DIRECTION - Rewrite every line of the entries below as a single numbered list, omitting any blank lines.

SOURCE DATA -
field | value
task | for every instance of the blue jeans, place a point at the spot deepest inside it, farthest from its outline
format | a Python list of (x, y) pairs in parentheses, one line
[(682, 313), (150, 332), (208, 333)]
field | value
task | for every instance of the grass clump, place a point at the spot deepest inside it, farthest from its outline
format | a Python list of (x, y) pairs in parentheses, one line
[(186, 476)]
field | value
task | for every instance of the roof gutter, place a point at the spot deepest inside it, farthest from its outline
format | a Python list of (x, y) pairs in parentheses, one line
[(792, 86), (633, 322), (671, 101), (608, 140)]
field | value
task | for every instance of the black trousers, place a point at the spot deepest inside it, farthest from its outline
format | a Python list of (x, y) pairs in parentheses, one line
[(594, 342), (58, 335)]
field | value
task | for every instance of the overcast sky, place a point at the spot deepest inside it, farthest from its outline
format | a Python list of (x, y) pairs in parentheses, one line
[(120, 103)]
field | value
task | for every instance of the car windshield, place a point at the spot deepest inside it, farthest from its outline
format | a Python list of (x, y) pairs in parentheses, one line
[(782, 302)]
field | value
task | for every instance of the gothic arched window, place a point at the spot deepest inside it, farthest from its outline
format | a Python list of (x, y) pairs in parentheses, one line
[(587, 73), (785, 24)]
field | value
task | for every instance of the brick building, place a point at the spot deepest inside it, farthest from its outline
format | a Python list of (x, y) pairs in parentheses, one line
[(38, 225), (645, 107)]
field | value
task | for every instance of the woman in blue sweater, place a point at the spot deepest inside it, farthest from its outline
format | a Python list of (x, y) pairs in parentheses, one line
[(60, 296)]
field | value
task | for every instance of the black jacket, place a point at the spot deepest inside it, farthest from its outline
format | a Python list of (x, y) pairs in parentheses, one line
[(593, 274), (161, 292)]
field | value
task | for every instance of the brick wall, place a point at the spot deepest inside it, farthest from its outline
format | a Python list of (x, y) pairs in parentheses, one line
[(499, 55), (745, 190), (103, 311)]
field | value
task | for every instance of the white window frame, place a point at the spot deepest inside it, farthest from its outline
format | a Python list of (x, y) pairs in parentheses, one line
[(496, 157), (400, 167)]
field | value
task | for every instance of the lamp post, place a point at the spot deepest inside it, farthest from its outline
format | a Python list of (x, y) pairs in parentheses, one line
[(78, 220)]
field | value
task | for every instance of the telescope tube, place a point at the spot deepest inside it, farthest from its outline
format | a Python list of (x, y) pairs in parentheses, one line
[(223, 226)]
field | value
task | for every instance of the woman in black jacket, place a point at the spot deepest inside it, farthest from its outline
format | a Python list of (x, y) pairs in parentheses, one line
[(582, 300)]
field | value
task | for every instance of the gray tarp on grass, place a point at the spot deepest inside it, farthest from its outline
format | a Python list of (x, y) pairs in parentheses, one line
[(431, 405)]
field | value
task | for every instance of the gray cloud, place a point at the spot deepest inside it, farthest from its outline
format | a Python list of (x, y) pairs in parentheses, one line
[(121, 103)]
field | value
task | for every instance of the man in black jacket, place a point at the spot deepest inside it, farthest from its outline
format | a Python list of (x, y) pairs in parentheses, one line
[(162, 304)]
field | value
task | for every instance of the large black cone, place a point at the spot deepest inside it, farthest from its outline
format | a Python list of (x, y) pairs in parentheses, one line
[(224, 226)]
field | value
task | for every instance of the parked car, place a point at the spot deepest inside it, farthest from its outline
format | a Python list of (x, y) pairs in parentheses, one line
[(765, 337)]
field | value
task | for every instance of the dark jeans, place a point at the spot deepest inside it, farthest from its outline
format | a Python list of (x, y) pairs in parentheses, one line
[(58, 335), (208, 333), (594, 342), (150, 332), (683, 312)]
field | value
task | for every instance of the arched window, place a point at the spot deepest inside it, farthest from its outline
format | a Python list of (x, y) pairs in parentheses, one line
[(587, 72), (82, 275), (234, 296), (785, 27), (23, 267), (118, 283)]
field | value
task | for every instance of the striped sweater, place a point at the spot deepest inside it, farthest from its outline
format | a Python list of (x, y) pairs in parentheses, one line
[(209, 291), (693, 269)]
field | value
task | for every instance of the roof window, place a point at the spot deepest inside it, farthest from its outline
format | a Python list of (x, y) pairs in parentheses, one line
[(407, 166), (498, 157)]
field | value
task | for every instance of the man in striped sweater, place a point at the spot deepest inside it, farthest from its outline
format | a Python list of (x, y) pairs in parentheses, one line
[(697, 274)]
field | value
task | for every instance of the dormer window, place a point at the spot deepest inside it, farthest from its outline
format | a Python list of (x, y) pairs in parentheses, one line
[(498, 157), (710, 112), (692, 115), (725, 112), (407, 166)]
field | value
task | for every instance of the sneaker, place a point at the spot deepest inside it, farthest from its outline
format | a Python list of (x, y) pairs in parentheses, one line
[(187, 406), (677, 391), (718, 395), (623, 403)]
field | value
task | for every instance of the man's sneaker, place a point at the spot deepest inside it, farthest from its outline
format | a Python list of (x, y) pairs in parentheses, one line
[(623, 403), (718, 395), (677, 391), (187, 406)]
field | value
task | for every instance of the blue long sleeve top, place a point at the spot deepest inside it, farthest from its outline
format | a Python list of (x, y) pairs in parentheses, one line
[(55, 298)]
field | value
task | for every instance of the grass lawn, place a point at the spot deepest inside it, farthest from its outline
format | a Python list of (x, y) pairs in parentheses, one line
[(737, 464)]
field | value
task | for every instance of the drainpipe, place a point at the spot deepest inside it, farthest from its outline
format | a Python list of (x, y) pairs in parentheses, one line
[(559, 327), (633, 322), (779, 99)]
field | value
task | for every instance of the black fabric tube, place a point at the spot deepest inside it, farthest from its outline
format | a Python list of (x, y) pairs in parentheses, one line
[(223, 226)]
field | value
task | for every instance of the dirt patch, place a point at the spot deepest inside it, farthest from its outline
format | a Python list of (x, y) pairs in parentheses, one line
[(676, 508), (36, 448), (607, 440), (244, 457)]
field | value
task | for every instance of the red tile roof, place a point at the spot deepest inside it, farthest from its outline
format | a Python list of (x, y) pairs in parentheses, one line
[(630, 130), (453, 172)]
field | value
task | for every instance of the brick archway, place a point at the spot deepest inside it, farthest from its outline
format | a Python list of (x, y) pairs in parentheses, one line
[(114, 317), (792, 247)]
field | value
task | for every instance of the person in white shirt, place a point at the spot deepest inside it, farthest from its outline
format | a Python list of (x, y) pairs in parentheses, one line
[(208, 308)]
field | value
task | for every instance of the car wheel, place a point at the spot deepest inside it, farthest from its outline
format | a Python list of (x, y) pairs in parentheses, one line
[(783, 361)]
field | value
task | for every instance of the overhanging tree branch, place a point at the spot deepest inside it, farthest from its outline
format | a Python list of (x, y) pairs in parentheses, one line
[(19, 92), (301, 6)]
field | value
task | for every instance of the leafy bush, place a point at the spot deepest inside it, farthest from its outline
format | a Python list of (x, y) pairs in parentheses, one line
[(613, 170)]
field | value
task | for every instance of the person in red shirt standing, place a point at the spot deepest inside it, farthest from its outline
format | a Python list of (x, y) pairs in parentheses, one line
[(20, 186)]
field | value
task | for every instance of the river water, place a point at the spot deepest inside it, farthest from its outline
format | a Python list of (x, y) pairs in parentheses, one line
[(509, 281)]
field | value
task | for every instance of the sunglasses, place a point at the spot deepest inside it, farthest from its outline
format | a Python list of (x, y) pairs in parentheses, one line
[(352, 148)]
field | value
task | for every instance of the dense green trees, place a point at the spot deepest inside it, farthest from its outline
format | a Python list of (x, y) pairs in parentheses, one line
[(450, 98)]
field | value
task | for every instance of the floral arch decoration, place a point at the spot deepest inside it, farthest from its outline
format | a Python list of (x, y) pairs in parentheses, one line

EXERCISE ANSWER -
1. field | value
2. task | for every instance of the blue jeans, place a point at the spot deepest inside it, farthest from its outline
3. format | a Python list of (x, y) pairs in parentheses, one line
4. [(682, 313), (150, 332), (208, 333)]
5. field | value
6. task | for every instance of the grass clump, place a point at the spot deepest inside it, farthest from its outline
7. format | a Python list of (x, y) pairs in parentheses, one line
8. [(186, 476)]
9. field | value
10. task | for every instance of the roof gutter, place a point at the spot deepest inside it, farthest from its outline
11. format | a Python list of (x, y) pairs in parentheses, one line
12. [(792, 86), (633, 322), (671, 101), (608, 140)]
13. field | value
14. task | for every instance of the black trousers, place a point at the spot deepest inside it, farthest from its outline
15. format | a Python list of (x, y) pairs in parentheses, one line
16. [(594, 342), (58, 335)]
17. field | value
18. task | for every instance of the overcast sky, place a point at the spot deepest inside it, farthest from its outline
19. format | a Python list of (x, y) pairs in parentheses, one line
20. [(120, 103)]
21. field | value
22. task | for every instance of the car windshield, place a point at the spot deepest inside it, farthest from its outline
23. format | a Python list of (x, y) pairs in parentheses, one line
24. [(782, 302)]
25. field | value
26. task | for every instance of the gothic arched window, place a point at the spot deepest inside it, farthest from its outline
27. format | a Python list of (x, y) pairs in parentheses, one line
28. [(587, 73), (785, 24)]
29. field | value
30. task | for every instance of the brick building, place a point at the spot deepest inside it, farthest from its outline
31. format | a Python list of (x, y) pairs in parentheses, one line
32. [(38, 225), (645, 107)]
33. field | value
34. task | for every instance of the woman in blue sweater, place a point at the spot deepest inside it, farthest from its outline
35. format | a Python list of (x, y) pairs in parentheses, one line
36. [(60, 296)]
37. field | value
38. task | for every instance of the black jacket, place a point at the spot deepest inside it, farthest from its outline
39. format | a Python list of (x, y) pairs in parentheses, one line
40. [(593, 274), (161, 292)]
41. field | value
42. task | for every instance of the brick wall, place a point at the spot deepest inside it, farthest from its outline
43. format | a Python list of (x, y) pairs in parentheses, one line
44. [(499, 55), (745, 190), (103, 311)]
45. field | value
46. task | for every instance of the white window frame, place a point at the spot deepest inside it, farthest from its outline
47. format | a Python list of (x, y) pairs in parentheses, one line
48. [(496, 157), (400, 167)]
49. field | value
50. task | for every instance of the lamp post, place a point at the spot deepest inside it, farthest from its outline
51. format | a Python list of (x, y) pairs in parentheses, one line
52. [(78, 220)]
53. field | value
54. task | for every instance of the telescope tube, place a point at the spot deepest inside it, farthest from its outline
55. format | a Python list of (x, y) pairs in parentheses, one line
56. [(223, 226)]
57. field | value
58. task | for every instance of the woman in black jacket, place a point at the spot deepest inside it, farthest from its outline
59. format | a Python list of (x, y) pairs in parentheses, one line
60. [(582, 300)]
61. field | value
62. task | for every instance of the gray tarp on grass, place a point at the spot deepest inside it, farthest from its outline
63. format | a Python list of (x, y) pairs in parentheses, one line
64. [(431, 405)]
65. field | value
66. task | for every instance of the gray cloud, place a point at the spot deepest inside it, farthest from its outline
67. format | a Python list of (x, y) pairs in parentheses, one line
68. [(121, 103)]
69. field | value
70. task | for every instance of the man in black jacket, place a point at the spot deepest inside it, farthest from its outline
71. format | a Python list of (x, y) pairs in parentheses, one line
72. [(162, 304)]
73. field | value
74. task | for every instance of the large black cone, place a point at the spot deepest inside it, farthest from its outline
75. format | a Python list of (x, y) pairs in parentheses, one line
76. [(224, 226)]
77. field | value
78. task | for every instance of the parked car, place a point at the spot deepest inside it, farthest from its outline
79. format | a Python list of (x, y) pairs in parentheses, one line
80. [(765, 337)]
81. field | value
82. task | for every instance of the dark jeans, place a point at the spot deepest inside it, farthest from its outline
83. format | a Python list of (x, y) pairs in parentheses, one line
84. [(58, 335), (208, 333), (594, 342), (150, 332), (683, 312)]
85. field | value
86. task | for every instance of the arched window, place a point at the spot deepest inside it, farthest from its outline
87. format | a Python list of (x, y) pairs in parentheses, one line
88. [(587, 72), (82, 275), (234, 296), (785, 27), (23, 267), (118, 283)]
89. field | value
90. task | for every instance of the striped sweater, place a point at the spot deepest inside it, farthest from its outline
91. format | a Python list of (x, y) pairs in parentheses, one line
92. [(209, 291), (693, 269)]
93. field | value
94. task | for every instance of the roof window, place a point at the spot deepest inside it, farthest from its outline
95. format | a Python list of (x, y) pairs in parentheses, one line
96. [(407, 166), (498, 157)]
97. field | value
98. task | for every instance of the man in striped sweater, place a point at the spot deepest inside it, farthest from its outline
99. format | a Python list of (x, y) pairs in parentheses, one line
100. [(697, 274)]
101. field | value
102. task | for every instance of the dormer window, place a point at the spot deepest inside it, farthest from its outline
103. format | a Python list of (x, y) pairs in parentheses, one line
104. [(498, 157), (710, 112), (692, 115), (725, 112), (407, 166)]
105. field | value
106. task | for every instance of the sneaker, place a point at the spot deepest inside it, farthest from its outline
107. format | a Python list of (x, y) pairs in parentheses, one line
108. [(187, 406), (677, 391), (718, 395), (623, 403)]
109. field | value
110. task | for every instance of the man's sneaker, place a point at the spot deepest inside it, farthest from its outline
111. format | a Python list of (x, y) pairs in parentheses, one line
112. [(623, 403), (718, 395), (677, 391), (187, 406)]
113. field | value
114. task | for every instance of the blue long sleeve top, place a point at the spot deepest inside it, farthest from its outline
115. format | a Python list of (x, y) pairs in parentheses, one line
116. [(55, 298)]
117. field | value
118. task | for every instance of the grass lawn, place a point at the spot deepest inside it, farthest from its outline
119. format | a Python list of (x, y) pairs in parentheses, one line
120. [(737, 464)]
121. field | value
122. task | for every instance of the drainpipe, place a point at the spot deepest inside it, farthest from its outline
123. format | a Python list of (x, y) pairs in parentheses, one line
124. [(559, 327), (633, 322), (779, 99)]
125. field | value
126. task | for every instance of the black fabric tube, place a point at the spot deepest inside it, farthest from its outline
127. format | a Python list of (x, y) pairs in parentheses, one line
128. [(223, 226)]
129. field | value
130. task | for every instance of the dirt patch, place a point at the spot deepest inside it, farthest from its outline
131. format | a Python list of (x, y) pairs in parentheses, one line
132. [(676, 508), (36, 448), (607, 440), (244, 457)]
133. field | value
134. task | for every instance of the red tile roof, place a point at the spot deepest inside it, farthest from its outline
135. format | a Python list of (x, y) pairs in parentheses, one line
136. [(630, 130), (453, 172)]
137. field | value
138. task | for every instance of the brick archway, place a point at the spot deepest inside it, farthest from its outline
139. format | a Python list of (x, y) pairs in parentheses, one line
140. [(114, 317), (792, 247)]
141. field | value
142. task | for every instance of the person in white shirt, place a point at the spot deepest inside it, farthest from its outline
143. format | a Python list of (x, y) pairs in parentheses, one line
144. [(208, 308)]
145. field | value
146. task | for every instance of the car wheel, place a point at the spot deepest inside it, farthest from its outline
147. format | a Python list of (x, y) pairs in parentheses, one line
148. [(783, 361)]
149. field | value
150. task | for every instance of the overhanging tree branch, place a point at the spot deepest inside it, farthest from its outline
151. format | a Python list of (x, y) pairs in parentheses, one line
152. [(19, 92), (301, 6)]
153. field | value
154. task | for every instance of the leafy bush, place a point at the spot deepest inside it, farthest from its outline
155. format | a Python list of (x, y) pairs in parentheses, one line
156. [(613, 170)]
157. field | value
158. task | for every instance of the person in red shirt standing, place a point at the spot deepest inside it, farthest from its outline
159. format | a Python list of (x, y) pairs in parentheses, one line
160. [(20, 186)]
161. field | value
162. task | for every instance of the river water, place a point at the spot deepest inside it, farthest from its outline
163. format | a Python list of (x, y) pairs in parentheses, one line
164. [(509, 281)]
165. field | value
166. task | for every instance of the sunglasses, place a point at the spot deepest inside it, farthest from its outline
167. format | a Python list of (x, y) pairs in parentheses, one line
168. [(352, 148)]
169. field | value
170. task | for every instance of the dense green trees, place a point at the spot deepest inside it, farthest from its outline
171. format | a Python list of (x, y) pairs in parentheses, one line
172. [(450, 98)]
173. field | value
174. task | for every instance of the floral arch decoration, place a point at the spot deepest inside it, farthest from its outline
175. format | a Python list of (x, y) pairs in parentheses, one line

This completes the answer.